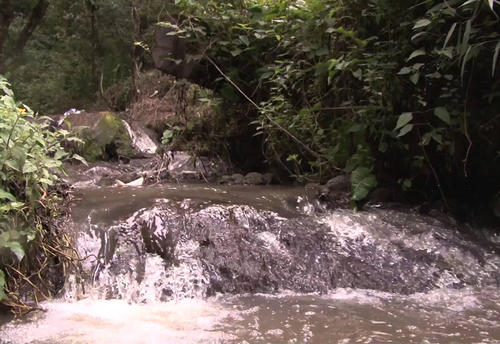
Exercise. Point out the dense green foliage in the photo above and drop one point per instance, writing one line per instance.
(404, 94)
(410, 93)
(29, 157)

**********

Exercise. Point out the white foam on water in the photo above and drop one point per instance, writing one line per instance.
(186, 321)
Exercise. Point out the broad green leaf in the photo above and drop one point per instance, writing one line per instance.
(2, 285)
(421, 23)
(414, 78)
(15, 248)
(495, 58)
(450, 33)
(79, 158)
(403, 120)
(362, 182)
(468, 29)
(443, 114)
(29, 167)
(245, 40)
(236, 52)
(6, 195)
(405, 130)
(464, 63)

**********

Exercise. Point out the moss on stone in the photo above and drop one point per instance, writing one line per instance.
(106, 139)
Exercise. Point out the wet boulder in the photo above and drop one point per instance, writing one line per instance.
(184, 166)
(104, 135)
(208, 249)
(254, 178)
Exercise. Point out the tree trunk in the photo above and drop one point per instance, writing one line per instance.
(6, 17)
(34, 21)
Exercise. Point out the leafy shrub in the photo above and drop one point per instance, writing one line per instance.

**********

[Task description] Look above for the line with "Exercise. Point out the wet" and the line with "Exercise. Point out the leafy". Retype those two lines and every line between them exactly, adding nothing.

[Written response]
Exercise. Point out the wet boulder in the photo above and drop one point per instance, writing one line per instance.
(184, 166)
(104, 135)
(208, 249)
(254, 178)
Exercise. Point out the tree trunk in the photo above and drop one point per instance, writing one line per instance.
(6, 17)
(34, 21)
Exercise. Point out the leafy shrub in the photo above and drop one point per instance, writing one line per instance.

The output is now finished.